**Exercise objective**
From the text on diagnosing oil wells, return the stretch from "In fields that" through "System. Courtesy: Weatherford." word for word.

**Text shown**
In fields that sometimes include thousands of wells, however, the ability to check only a few of the most important wells a day is just a little better than nothing. Indeed, experienced field hands learned to rely on the touch of a hand on a polished rod or the sound of the pump prime mover to diagnose such problems as parted rods and premature pump off, even such subtle problems as a leaking valve.

Weatherford's (left to right, top to bottom) Reciprocating Rod, Gas Lift, Plunger, and Hydraulic lift systems; Electric Submersible Pumping System, and Progressing Cavity Pumping System. Courtesy: Weatherford.

New technology
But thanks to modern hardware, telemetry and software, operators today, says Broussard, can check many more wells per hour than they could once diagnose per day. "With the proper software and the electronics on the well site you can get dynacards all day long and look at 300 in a matter of an hour or so," he said. "A skilled technician can go right through them and zip right by the ones that are very normal looking. When he gets to something that looks abnormal a trained eye would know to stop [going through the cards]." And when the abnormal card is recognized it can be more closely analyzed and a solution devised without wasting an inordinate amount of technician time on performing units.

**Natural language region descriptions**

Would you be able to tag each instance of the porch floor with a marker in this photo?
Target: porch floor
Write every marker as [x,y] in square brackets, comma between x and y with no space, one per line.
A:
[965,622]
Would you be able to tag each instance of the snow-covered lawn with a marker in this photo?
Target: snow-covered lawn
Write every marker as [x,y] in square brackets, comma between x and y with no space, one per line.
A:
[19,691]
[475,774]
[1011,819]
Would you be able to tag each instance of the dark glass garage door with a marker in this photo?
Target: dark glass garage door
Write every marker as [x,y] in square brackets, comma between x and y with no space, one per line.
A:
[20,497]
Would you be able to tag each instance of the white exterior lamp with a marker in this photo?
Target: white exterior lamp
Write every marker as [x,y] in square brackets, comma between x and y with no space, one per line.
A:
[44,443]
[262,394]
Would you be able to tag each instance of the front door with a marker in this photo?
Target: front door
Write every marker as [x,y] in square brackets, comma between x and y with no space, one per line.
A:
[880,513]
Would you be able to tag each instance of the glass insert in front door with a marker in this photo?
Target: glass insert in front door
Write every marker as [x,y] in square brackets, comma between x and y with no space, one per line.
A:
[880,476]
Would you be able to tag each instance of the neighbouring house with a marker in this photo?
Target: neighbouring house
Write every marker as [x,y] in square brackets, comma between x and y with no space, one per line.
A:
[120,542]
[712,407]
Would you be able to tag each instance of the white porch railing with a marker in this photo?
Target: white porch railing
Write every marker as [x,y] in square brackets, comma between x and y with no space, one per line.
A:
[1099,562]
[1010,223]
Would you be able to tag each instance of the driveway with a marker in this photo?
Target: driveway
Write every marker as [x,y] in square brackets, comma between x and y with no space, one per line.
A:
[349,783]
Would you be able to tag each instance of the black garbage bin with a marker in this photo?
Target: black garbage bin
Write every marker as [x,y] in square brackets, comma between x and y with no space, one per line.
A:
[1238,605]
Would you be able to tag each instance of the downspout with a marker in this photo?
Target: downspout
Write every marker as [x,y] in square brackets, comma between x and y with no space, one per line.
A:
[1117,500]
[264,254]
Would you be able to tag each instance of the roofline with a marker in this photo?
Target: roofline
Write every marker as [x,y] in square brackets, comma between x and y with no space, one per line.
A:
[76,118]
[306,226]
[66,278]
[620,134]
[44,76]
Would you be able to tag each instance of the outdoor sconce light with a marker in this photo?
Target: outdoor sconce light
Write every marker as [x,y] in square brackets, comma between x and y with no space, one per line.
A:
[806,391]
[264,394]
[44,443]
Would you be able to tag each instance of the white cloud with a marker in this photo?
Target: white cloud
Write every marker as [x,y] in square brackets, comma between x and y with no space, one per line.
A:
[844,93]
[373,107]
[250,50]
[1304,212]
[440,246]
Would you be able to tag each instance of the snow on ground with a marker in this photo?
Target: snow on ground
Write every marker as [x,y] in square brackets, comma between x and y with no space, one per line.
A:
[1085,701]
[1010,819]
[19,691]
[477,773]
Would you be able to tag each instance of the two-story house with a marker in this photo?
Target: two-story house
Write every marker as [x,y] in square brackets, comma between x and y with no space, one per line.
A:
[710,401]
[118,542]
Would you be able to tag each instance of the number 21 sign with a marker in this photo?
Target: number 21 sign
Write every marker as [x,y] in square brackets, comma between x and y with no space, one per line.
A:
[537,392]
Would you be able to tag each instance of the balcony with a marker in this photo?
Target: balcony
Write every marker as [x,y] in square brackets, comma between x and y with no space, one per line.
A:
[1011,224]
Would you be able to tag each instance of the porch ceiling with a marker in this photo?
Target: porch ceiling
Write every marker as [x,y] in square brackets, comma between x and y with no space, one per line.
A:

**Response**
In fields that sometimes include thousands of wells, however, the ability to check only a few of the most important wells a day is just a little better than nothing. Indeed, experienced field hands learned to rely on the touch of a hand on a polished rod or the sound of the pump prime mover to diagnose such problems as parted rods and premature pump off, even such subtle problems as a leaking valve.

Weatherford's (left to right, top to bottom) Reciprocating Rod, Gas Lift, Plunger, and Hydraulic lift systems; Electric Submersible Pumping System, and Progressing Cavity Pumping System. Courtesy: Weatherford.